**PEDIDO:**
Retoma o texto sobre a nova tradução da «Odisseia» de Homero e continua-o a partir da última frase que aparece no excerto transcrito.

═════ EXCERTO TRANSCRITO ═════

Super-homem Super-poema.
O tradutor da nova edição de «Odisseia» de Homero consegue a
façanha de repor a verdade dos factos e, ao mesmo tempo, revelar a ordem exacta
dos factores. Deste modo, se atribuirmos o valor de “palavras” aos factos ou
aos factores, logo surge, em termos silogísticos, a correspondência de “poesia”
para a realidade e a ordem. Ou seja, no presente livro, a verdadeira escolha
das palavras adapta-se à estrutura ordenada do velho poema grego, concedendo
finalmente aos leitores-ouvintes portugueses o prazer pleno da leitura-audição
de um dos mais famosos livros do mundo. Porque era de ausência de poesia o que
padeciam as anteriores versões portuguesas, que agora surgem, por comparação,
prosaicas, circunspectas, ininterruptas, enfadonhas. Logo “falsas” e
“desordenadas”.

═════ REGISTOS DE DADOS ═════

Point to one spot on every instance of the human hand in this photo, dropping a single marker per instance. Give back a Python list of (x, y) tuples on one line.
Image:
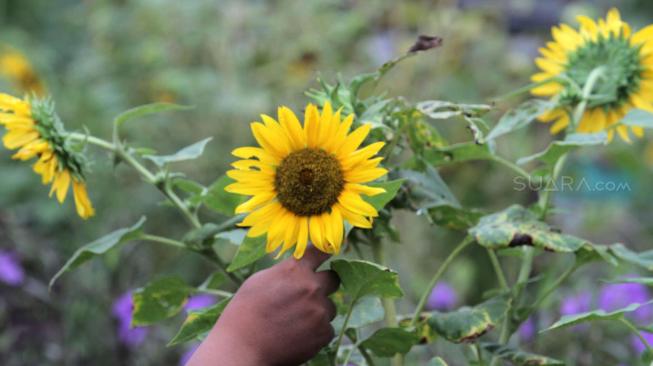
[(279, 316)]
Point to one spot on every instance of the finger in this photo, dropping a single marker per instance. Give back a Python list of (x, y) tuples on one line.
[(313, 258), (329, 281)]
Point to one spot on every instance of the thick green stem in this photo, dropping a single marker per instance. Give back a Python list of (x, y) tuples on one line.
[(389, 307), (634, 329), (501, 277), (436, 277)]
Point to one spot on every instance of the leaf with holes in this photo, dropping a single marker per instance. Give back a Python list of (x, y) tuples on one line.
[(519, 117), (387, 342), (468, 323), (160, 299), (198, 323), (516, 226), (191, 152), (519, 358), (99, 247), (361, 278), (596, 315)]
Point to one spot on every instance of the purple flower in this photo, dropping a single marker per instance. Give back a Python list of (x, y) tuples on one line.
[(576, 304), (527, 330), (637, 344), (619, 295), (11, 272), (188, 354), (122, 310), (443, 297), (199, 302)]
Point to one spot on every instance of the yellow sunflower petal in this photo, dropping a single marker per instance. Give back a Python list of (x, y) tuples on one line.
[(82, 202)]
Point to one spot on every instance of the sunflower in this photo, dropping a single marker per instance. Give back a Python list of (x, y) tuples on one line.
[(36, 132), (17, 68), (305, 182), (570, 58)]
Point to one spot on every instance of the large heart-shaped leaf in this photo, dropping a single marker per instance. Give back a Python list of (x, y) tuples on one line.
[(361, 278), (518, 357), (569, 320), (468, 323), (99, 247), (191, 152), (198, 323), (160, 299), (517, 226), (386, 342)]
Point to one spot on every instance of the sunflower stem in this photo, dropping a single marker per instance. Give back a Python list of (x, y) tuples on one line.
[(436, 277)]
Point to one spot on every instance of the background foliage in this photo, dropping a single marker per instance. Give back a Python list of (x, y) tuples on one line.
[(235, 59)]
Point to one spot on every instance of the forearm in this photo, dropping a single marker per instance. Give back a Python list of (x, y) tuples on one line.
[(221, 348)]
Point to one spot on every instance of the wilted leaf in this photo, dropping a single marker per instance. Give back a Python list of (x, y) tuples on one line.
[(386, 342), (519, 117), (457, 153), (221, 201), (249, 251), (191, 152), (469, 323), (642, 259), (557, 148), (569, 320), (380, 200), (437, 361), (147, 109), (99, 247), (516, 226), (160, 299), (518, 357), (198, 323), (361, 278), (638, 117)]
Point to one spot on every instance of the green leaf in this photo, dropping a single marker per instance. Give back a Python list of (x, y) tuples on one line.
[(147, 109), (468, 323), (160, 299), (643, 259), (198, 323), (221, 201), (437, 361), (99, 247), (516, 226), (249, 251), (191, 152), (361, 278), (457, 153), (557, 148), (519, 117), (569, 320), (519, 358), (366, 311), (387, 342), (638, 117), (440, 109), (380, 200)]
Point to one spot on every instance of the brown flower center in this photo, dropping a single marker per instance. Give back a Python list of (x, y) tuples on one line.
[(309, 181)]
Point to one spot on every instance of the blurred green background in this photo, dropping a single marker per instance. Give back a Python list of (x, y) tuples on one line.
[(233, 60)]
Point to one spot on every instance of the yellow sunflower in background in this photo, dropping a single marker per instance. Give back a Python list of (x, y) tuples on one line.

═════

**RESULTADO ABAIXO:**
E se o Poema é o mais depurado estado da arte, em que o
conceito supera constantemente a forma, e vice-versa, fazendo-os coincidir numa
unidade que se pretende perfeita, então esse poder, e porque não necessidade,
adquire uma magnitude sem limites quando a sua origem remonta aos tempos em que
as palavras ditas ainda não tinham equiparação linear gráfica e todas as
histórias eram apenas contadas ou cantadas. O tempo em que a palavra não podia
ser relida devendo seguir, no presente, a verdade que a narrativa pretendia
descrever. O tempo em que a história, aperfeiçoada pelas gerações que a
cantavam, devia tornar-se realidade e soar perfeita aos ouvintes. São estas
palavras, transcritas da voz para o papel, descritas em doze mil versos
distribuídos por vinte e quatro cantos, trazidas directamente do grego
ancestral para a língua portuguesa contemporânea, que o tradutor faz regressar,
submetendo o leitor à transfiguração para espectador do mais comovente canto
sobre alguém de carne e osso que se transforma em divino e herói, ou no seu
inverso. Agora, a odisseia de Ulisses, homem valente, astuto e sensível, vem
soar aos ouvidos do leitor português como uma história simultaneamente
encantada e verosímil. Assim o Poema completa o ciclo, encontra-se com o
conceito que descreve e retira a verdade do próprio corpo, inteiro e
estruturado.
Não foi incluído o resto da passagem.